[Text excerpt]
--- Start ---

9. The points for consideration are:
(i) Whether the plaintiff was ready and willing to perform his part of
the contract throughout and more specifically on 13.07.1989?
(ii) Whether the trial Court was justified in holding that time was the
essence of the contract so far as this case is concerned?
(iii) Whether there is any infirmity in the judgment and decree of the
trial Court?
10. Point Nos.(i) and (ii) are taken together for discussion as they are
interlinked and interwoven with each other.
Point Nos:(i) and (ii)
11. At the outset, I would like to highlight certain vital points which
are to be considered before commencing discussion on merits.
12. Before the trial Court only, the first defendant appeared and the
other defendants who happened to be the subsequent purchasers from the first
defendant, remained ex-parte.
13. In this appeal, the first defendant remained ex-parte, whereas the
third defendant appeared through her Counsel who argued the matter.
14. The question arises as to whether without filing written statement
before the trial Court, the third defendant would be competent to argue on
merits the entire case.

--- End ---

[What to work on]
1) What are the points for consideration listed in the judgment excerpt?
2) Write the next few paragraphs of the judgment excerpt, continuing after its last sentence.

(Coordinate annotation records)
--- Start ---

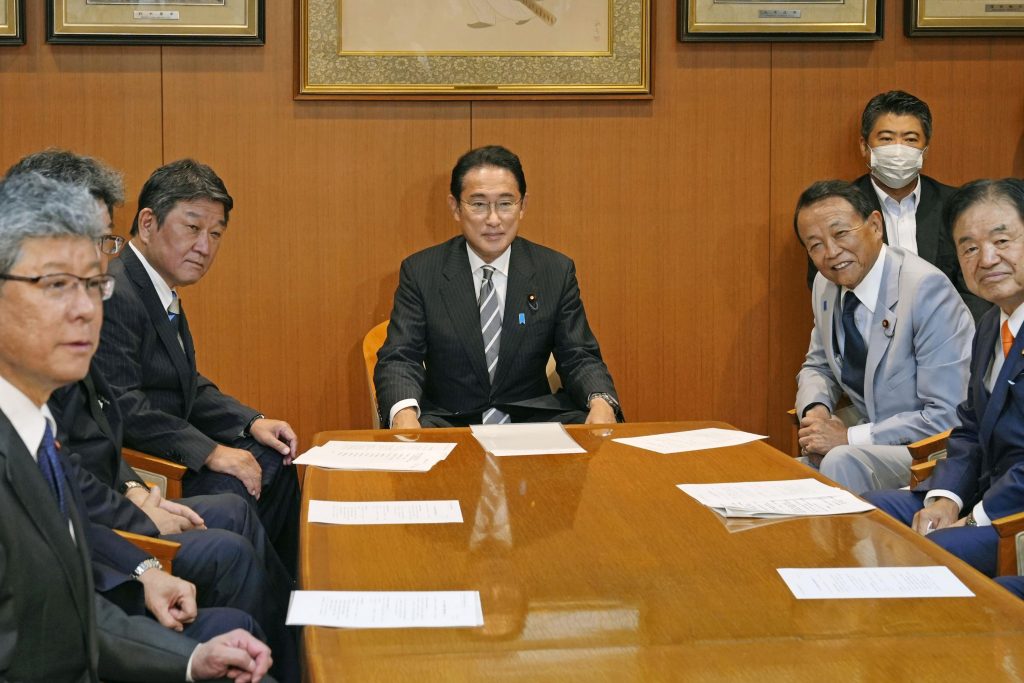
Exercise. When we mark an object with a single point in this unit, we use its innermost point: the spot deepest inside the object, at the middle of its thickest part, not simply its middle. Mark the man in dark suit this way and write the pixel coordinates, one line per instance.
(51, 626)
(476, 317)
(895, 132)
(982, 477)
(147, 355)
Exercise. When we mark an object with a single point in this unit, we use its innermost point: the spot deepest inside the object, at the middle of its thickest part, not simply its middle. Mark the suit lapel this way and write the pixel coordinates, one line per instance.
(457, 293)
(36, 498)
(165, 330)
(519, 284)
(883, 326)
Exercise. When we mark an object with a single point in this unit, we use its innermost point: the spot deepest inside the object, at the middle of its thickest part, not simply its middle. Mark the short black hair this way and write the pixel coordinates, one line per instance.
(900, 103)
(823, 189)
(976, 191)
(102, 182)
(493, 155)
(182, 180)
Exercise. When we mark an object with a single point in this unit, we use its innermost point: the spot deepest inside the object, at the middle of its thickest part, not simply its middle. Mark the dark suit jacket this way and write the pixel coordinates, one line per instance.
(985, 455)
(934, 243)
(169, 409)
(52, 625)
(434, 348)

--- End ---
--- Start ---

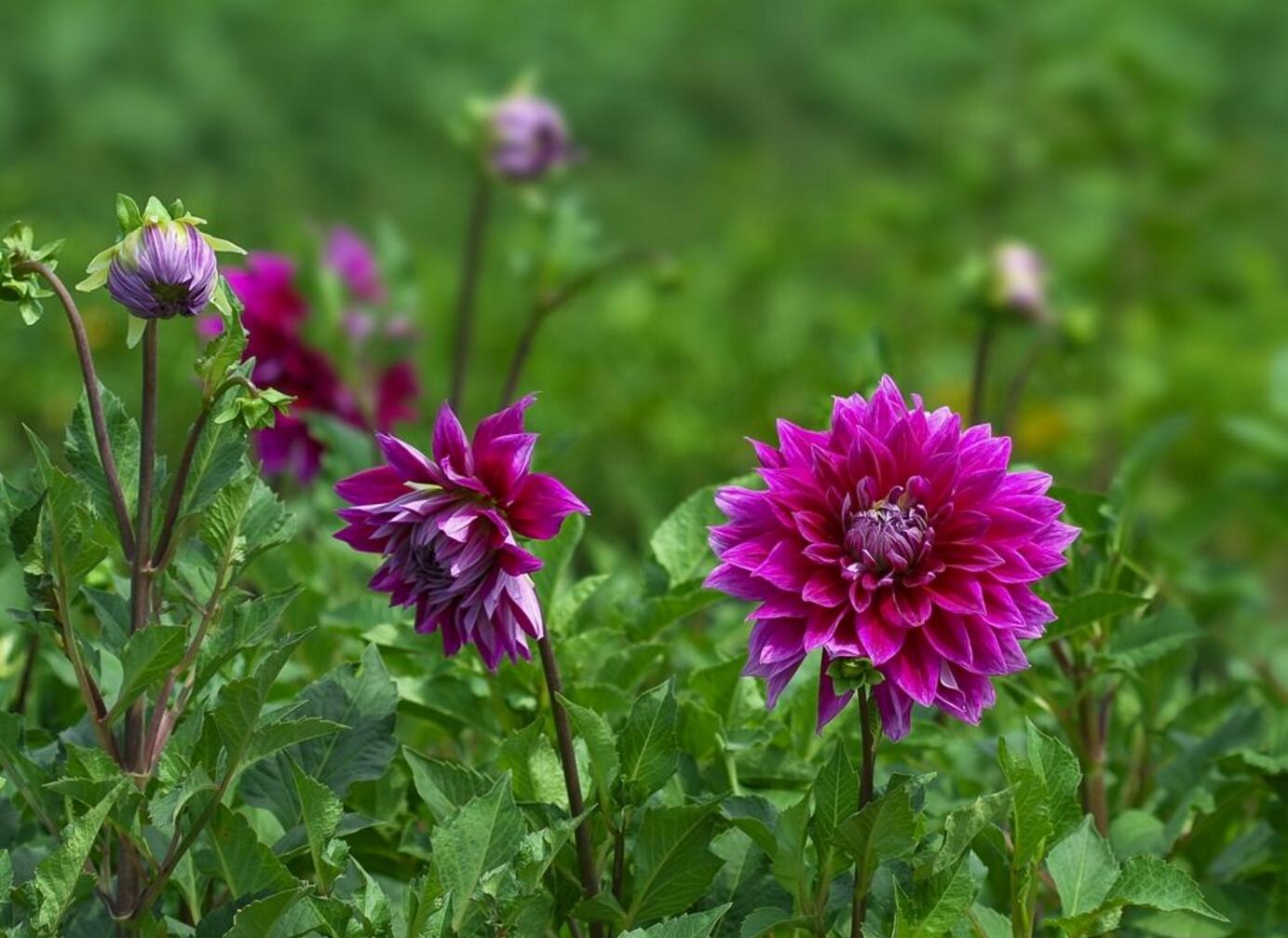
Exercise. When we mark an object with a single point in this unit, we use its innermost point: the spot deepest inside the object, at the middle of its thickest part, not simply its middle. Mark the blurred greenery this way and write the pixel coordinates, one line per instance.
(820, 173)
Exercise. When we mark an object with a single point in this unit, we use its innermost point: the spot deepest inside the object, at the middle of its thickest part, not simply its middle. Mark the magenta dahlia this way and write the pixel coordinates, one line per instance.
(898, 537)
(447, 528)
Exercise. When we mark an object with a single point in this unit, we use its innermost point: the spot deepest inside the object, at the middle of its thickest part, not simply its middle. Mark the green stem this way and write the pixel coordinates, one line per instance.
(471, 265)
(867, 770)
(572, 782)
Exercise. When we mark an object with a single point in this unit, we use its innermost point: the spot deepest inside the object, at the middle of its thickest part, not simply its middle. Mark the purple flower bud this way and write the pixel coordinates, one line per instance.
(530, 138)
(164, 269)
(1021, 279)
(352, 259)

--- End ---
--- Start ---

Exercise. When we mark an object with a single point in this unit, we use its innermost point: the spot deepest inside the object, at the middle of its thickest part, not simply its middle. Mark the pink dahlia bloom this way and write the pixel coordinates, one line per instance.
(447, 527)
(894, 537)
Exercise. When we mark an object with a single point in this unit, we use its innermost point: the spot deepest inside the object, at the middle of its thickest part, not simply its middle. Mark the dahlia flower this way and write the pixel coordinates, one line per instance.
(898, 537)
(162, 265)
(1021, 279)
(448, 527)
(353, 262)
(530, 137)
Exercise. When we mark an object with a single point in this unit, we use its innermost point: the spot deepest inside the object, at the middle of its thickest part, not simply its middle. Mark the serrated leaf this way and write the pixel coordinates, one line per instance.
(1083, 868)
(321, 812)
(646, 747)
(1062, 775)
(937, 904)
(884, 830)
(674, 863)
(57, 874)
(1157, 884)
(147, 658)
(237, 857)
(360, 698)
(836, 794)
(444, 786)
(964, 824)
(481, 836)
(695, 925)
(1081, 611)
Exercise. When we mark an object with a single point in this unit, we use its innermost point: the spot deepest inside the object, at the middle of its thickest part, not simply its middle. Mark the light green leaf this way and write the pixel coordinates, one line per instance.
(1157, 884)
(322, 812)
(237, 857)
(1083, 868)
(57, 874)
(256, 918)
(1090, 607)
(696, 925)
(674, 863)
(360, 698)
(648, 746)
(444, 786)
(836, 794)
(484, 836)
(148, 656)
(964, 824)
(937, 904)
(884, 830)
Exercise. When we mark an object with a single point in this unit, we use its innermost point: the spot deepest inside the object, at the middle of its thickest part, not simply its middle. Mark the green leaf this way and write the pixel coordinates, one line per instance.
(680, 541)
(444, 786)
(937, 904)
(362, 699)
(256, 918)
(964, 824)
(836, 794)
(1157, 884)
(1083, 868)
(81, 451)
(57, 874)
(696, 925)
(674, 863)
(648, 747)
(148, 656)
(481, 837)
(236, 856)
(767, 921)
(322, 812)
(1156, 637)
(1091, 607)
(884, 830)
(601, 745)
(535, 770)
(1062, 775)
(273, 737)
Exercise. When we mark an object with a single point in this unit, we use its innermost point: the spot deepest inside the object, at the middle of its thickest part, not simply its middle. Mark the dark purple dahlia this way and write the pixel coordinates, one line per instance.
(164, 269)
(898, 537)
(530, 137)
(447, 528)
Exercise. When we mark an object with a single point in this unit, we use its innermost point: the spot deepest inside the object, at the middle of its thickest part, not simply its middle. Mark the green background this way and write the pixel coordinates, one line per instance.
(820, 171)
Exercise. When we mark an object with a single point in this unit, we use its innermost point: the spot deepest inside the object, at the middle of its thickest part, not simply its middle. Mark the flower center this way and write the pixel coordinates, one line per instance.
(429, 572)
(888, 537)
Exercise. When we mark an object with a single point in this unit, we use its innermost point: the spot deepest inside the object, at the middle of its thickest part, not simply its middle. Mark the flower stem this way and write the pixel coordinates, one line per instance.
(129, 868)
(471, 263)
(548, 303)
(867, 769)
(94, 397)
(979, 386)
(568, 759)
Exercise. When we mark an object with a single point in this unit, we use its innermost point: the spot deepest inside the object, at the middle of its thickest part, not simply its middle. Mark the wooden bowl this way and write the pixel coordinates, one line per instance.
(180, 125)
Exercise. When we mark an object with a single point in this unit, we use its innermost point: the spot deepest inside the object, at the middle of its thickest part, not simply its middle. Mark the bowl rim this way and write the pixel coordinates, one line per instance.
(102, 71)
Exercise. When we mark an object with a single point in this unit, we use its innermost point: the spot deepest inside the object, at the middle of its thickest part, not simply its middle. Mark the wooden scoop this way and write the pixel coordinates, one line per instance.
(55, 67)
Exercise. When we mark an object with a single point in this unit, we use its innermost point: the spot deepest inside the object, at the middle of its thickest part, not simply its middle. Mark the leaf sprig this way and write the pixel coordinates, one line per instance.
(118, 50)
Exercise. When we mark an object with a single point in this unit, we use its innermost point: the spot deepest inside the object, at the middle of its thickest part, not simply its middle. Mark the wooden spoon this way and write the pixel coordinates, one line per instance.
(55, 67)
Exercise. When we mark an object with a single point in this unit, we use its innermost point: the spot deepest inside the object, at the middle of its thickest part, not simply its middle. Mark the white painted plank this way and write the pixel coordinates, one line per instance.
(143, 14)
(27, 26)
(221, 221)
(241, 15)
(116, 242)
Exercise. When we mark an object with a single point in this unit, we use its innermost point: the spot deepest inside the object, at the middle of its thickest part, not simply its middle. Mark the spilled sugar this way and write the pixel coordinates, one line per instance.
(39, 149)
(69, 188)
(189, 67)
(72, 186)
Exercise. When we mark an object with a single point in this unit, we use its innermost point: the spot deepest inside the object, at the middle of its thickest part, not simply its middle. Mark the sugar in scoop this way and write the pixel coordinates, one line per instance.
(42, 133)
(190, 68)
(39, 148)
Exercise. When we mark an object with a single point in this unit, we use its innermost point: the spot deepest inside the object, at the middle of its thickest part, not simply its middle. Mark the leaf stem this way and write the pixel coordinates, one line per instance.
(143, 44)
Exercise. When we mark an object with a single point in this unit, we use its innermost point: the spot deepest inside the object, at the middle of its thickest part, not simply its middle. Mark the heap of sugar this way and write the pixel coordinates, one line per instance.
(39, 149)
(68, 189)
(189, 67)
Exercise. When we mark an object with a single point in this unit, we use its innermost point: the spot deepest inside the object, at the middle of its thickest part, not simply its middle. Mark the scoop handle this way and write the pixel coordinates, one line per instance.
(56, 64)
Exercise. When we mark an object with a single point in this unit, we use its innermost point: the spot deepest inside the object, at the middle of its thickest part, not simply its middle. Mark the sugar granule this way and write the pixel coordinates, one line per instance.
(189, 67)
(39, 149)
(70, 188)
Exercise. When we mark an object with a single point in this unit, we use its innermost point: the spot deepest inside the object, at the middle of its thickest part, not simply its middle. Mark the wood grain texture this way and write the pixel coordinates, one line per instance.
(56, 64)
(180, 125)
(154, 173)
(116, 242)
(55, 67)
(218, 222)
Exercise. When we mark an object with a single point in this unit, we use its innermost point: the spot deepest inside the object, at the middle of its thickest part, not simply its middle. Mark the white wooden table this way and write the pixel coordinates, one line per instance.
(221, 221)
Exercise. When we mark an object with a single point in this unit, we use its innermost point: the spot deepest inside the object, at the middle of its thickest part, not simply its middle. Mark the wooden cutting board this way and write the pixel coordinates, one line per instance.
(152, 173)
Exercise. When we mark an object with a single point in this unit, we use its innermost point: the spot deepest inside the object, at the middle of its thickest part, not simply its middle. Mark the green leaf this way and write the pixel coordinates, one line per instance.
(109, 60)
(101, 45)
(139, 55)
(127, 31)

--- End ---

[The results]
1)
1. Whether the plaintiff was ready and willing to perform his part of the contract throughout and more specifically on 13.07.1989.
2. Whether the trial Court was justified in holding that time was the essence of the contract so far as this case is concerned.
3. Whether there is any infirmity in the judgment and decree of the trial Court.

2)
15. At this juncture, the learned Counsel for the plaintiff would
correctly cite the decision of the Honourable Apex Court in M.M.S.Investments,
Madurai and others v. V.Veerappan and others reported in 2008-1-L.W.62. An
excerpt from it, would run thus:
“6. Questioning the plea of readiness and willingness is a concept
relatable to an agreement. After conveyance the question of readiness and
willingness is really not relevant. Therefore, the provision of the Specific
Relief Act, 1963 (in short the ‘Act’) is not applicable. It is to be noted that
the decision in Ram Awadh’s case (supra) relates to a case where there was only
an agreement. After the conveyance, the only question to be adjudicated is
whether the purchaser was a bona fide purchaser for value without notice. In
the present case the only issue that can be adjudicated is whether the
appellants were bona fide purchasers for value without notice. The question
whether the the appellants were ready and willing is really of no consequence.
In Ram Awadh’s case (supra) the question of the effect of a completed sale was
not there. Therefore, that decision cannot have any application so far as the
present case is concerned. Once there is a conveyance the concept would be
different and the primary relief could be only cancellation.
7. Learned counsel for the appellants submitted that since the purchasers
step into the shoes of the vendor, the question of readiness and willingness can
be pressed into service. This plea is clearly without substance because the
purchasers had to prove that they are bona fide purchasers for value without
notice. The readiness and willingness aspect will not give any relief to them.
That being the position, the appeal is sans merit and is dismissed. There will
be no order as to costs.”
16. In fact, the aforesaid judgment emerged consequent upon the appeal
filed the appellant in the case decided by this Court in M.M.S. Investments v.
Veerappan reported in 2000 (I) CTC 538 which has been cited by the learned
Counsel for the third defendant herein.
17. The perusal of the aforesaid extract and more so, the entire judgment,
would highlight the fact that the subsequent purchaser of the suit property
cannot be heard to contend the facts relating to the transaction which emerged
between the parties to the agreement to sell and at the most the subsequent
purchaser could contend that he is a bona fide purchaser for value without
notice of any dispute between the parties to the agreement to sell.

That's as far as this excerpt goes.